-- Material for this exercise --

* * * * * * *

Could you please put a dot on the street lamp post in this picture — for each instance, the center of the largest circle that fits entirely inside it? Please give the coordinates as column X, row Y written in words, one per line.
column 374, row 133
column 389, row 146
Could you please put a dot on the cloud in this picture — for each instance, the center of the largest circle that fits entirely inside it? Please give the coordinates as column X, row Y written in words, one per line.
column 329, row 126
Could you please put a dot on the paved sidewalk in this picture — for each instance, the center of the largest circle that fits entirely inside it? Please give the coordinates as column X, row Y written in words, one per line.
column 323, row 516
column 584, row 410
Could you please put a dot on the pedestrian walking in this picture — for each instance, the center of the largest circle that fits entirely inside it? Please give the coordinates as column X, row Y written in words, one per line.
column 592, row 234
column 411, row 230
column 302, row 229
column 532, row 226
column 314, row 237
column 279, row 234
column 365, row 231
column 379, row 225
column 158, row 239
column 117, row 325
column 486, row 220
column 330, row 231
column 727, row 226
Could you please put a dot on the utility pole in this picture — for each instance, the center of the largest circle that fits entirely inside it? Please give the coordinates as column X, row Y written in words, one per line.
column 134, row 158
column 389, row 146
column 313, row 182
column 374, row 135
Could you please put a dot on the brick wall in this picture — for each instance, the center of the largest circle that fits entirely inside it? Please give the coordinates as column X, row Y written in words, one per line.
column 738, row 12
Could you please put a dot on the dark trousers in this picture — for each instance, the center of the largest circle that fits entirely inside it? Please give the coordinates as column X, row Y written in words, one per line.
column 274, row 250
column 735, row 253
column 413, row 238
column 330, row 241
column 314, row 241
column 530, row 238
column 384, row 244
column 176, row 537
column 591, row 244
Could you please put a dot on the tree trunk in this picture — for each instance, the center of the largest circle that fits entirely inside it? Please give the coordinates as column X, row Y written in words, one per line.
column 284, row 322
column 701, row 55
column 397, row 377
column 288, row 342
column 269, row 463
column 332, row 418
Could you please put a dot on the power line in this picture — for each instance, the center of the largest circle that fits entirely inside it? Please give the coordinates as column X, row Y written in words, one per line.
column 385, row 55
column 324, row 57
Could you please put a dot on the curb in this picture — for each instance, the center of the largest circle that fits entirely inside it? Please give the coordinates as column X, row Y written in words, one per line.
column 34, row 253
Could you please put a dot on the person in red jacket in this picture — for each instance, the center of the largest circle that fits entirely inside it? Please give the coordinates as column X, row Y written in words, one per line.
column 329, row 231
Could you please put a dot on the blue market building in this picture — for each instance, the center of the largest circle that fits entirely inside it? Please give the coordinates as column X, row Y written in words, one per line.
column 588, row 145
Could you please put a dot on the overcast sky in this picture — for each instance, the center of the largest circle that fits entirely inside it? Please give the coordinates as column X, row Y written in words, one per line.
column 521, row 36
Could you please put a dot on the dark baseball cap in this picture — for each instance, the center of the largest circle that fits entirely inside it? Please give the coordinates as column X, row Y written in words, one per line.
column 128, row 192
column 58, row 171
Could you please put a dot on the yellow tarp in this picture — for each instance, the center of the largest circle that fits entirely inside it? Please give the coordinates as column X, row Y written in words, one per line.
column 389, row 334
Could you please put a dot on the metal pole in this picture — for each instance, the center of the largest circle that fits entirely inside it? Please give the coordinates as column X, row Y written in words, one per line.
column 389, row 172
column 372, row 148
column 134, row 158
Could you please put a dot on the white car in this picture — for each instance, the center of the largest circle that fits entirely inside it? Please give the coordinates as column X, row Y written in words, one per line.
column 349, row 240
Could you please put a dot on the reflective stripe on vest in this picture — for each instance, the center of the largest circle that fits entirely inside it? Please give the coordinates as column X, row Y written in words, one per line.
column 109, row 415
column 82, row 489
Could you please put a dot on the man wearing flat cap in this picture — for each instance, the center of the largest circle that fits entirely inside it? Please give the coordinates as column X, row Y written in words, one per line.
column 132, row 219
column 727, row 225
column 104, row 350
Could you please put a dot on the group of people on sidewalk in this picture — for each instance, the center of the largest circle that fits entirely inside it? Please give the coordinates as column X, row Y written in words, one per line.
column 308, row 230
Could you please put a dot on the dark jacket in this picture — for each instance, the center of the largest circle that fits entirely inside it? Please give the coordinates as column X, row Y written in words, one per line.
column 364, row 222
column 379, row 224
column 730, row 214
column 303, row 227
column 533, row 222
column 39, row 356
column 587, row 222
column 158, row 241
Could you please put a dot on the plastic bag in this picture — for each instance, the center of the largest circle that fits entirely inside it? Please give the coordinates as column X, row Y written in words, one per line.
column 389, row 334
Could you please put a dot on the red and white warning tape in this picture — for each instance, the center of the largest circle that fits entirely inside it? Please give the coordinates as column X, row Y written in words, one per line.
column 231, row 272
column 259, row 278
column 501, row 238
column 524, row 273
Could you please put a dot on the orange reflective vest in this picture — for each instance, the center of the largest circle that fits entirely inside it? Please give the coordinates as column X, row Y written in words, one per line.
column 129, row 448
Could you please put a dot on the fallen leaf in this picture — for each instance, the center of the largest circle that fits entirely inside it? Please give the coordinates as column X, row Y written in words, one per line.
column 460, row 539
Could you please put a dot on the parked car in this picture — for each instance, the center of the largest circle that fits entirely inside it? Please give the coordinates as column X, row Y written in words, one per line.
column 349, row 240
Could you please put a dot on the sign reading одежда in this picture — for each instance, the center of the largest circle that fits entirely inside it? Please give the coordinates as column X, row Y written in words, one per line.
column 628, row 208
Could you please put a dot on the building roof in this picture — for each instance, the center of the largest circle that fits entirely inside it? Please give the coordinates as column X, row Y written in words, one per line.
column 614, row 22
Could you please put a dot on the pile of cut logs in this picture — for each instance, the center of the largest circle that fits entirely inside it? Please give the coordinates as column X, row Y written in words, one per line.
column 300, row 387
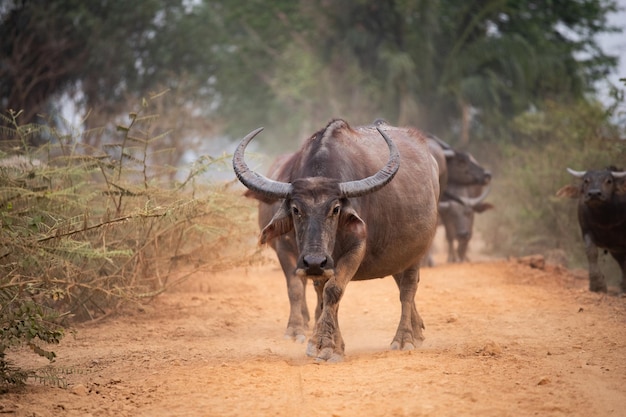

* * * * * * *

-- What the exercise asks --
What the task needs is the material above repeated exactly, pictures excepted.

-- Solution --
Could you please put a dot on the street lamp post in this picture — for each instance, the center of the largest circle that fits entirely inside it? Please give the coordinates as column X, row Y written in words, one per line.
column 374, row 133
column 389, row 146
Could you please put a dot on the cloud in this picture — for each instance, the center of the largest circle that fits entirely inside it? Please give the coordinates as column X, row Y written in words, one per line.
column 329, row 126
Could you please put a dot on the paved sidewalk in this picture — for each instance, the center of the largest circle that fits entirely inside it? Please give the coordinates as column X, row Y written in words, one per line.
column 323, row 516
column 584, row 410
Could you please put a dot on the pedestrian walking in this picture — for each instance, the center of the largest circle that fits entirely inside it? Please give the coordinates as column X, row Y written in words, one per line.
column 592, row 234
column 411, row 230
column 302, row 229
column 532, row 226
column 314, row 237
column 279, row 234
column 365, row 231
column 379, row 225
column 158, row 239
column 117, row 325
column 486, row 220
column 330, row 231
column 727, row 226
Could you please put a dot on the utility pole in this picture — for each instance, the center of the largest circle that fits entirely inside it? Please give the coordinates as column X, row Y written in words, one per line.
column 134, row 158
column 389, row 146
column 313, row 182
column 374, row 135
Could you please put a dot on the brick wall in this picture — for each instance, the center of the largest circle that fits entirely inside it? Please give the coordinates as column X, row Y written in words, one per line.
column 738, row 12
Could you please put a dot on the dark trousers in this picture — for each instance, the center of the largest circle that fits entirely inside it? Please give the coordinates as column X, row Y written in words, one per line.
column 274, row 250
column 735, row 253
column 413, row 238
column 330, row 241
column 314, row 241
column 530, row 238
column 384, row 244
column 176, row 537
column 591, row 244
Could you please put a dot on the tree trunk in this picture — for each instance, the center of the largest circle that fits entirely inside it? Please give the coordinates as column X, row Y written in words, one per line.
column 284, row 322
column 701, row 55
column 397, row 377
column 288, row 342
column 269, row 463
column 332, row 418
Could you please put a dot on the power line in this picture — for each instance, the center of the largest circle that fits entirely inside it? Please give the coordinates as column X, row Y written in words, one per line.
column 385, row 55
column 324, row 57
Could you please put a dot on the curb in this picture — for each instance, the center of the largest circle that fits entirely inside it? Please give the coordinates as column X, row Y written in words, one per line.
column 34, row 253
Could you please put a dot on the person in red jacket in this picture — for each instance, the center of the largest circle that fits entirely inside it? Please give the coordinates as column X, row Y written in words, one per line.
column 329, row 231
Could you please put a dot on the blue market building in this picture — for each instance, the center of the largest circle that fits entirely inside it? Please give the coordinates as column X, row Y written in words, one per line.
column 588, row 145
Could you please put a dot on the overcast sky in this picture — for each instance, the center of the largest circle that fits entirely inside it? Please give the coordinates as column X, row Y written in words, one per line.
column 521, row 36
Could you please put a dot on the dark baseball cap in this picture — for each instance, the center of the largest circle that fits entirely inside it? Please give the coordinates as column X, row Y written in words, one per line.
column 128, row 192
column 58, row 171
Could you please put a dot on the yellow tarp in this picture — for each instance, the center of the largest circle that fits entirely inside it? Please give the coordinates as column X, row Y written in words, one per line.
column 389, row 334
Could you please put a dot on the metal pole in this picture — for each instance, the center of the largest circle that fits entirely inside it? Please give the coordinates as column X, row Y written in words, one per line.
column 389, row 172
column 372, row 148
column 134, row 158
Could you please put a dot on the white car in this picture — for each instance, the center of the largest circle that fits entirely inside it? Please give the coordinates as column X, row Y written in words, one per line.
column 349, row 240
Could you please put a dot on the reflective stripe on vest in this picture — for each instance, the center of the largest circle that fits entirely inside it? Please give the coordinates as column X, row Y written in words, one per line.
column 109, row 415
column 82, row 489
Could you please put a dot on the man wearing flat cap in this picture — for each instance, the center of the largest circle that fits entirely inside it? Please give the coordinates as column X, row Y written in words, one per line.
column 132, row 219
column 727, row 225
column 104, row 350
Could you please put a dot on the group of people on sidewalk in this picture — for each instance, the center of the largest circle that fits entirely inside it? Please give the coordinates as column X, row Y written in words, one per line.
column 308, row 230
Could you please put a dot on the dark jacket in this picture — for each instance, the center of the largest circle that fits entirely inside it? Please give the coordinates as column X, row Y written in words, one per line.
column 364, row 222
column 379, row 224
column 730, row 214
column 303, row 227
column 533, row 222
column 39, row 356
column 587, row 222
column 158, row 241
Could you please put a dot on the plastic bag in this picture — for each instance, the center of the largest circle that fits entirely inside it? Please give the coordinates as column X, row Y written in words, one per line.
column 389, row 334
Could you please put a dot on the red and white warning tape in this picture — for each instance, the center of the largest circle that fits entirely inside it? Please give the coordinates as column X, row Y written in words, one per line.
column 231, row 272
column 259, row 278
column 501, row 238
column 524, row 273
Could you please put a dot on the orange reflective vest in this picture — for each instance, the center of the largest circle that fits entirely inside it? Please give the coordinates as column X, row Y written in words, one per line.
column 129, row 448
Could you please put a dot on the fallen leaf in this picture — for each instance, the center of the largest circle that fits entirely inside it? Please give the coordinates as column X, row Y written in words, one per line.
column 460, row 539
Could you please put a dot on the parked car in this picture — for each instance, the center of the largest circle that fits entirely inside it? Please give the coordinates as column X, row Y written in words, one per line.
column 349, row 240
Could you please put a dot on the sign reading одежда in this picture — for each instance, the center of the largest circle that fits entirely inside it? Please give the coordinates as column X, row Y written in words, one per line.
column 628, row 208
Could you please put a dot on the building roof in this picture — for each instance, the center of the largest circle that fits entirely inside it? Please give the coordinates as column X, row Y written in words, one per line.
column 614, row 22
Could you please put a dot on the pile of cut logs in this picture — for each instance, the center of the largest circle that fits entirely inside it? Please give the coordinates as column X, row Y written in words, one per line.
column 300, row 387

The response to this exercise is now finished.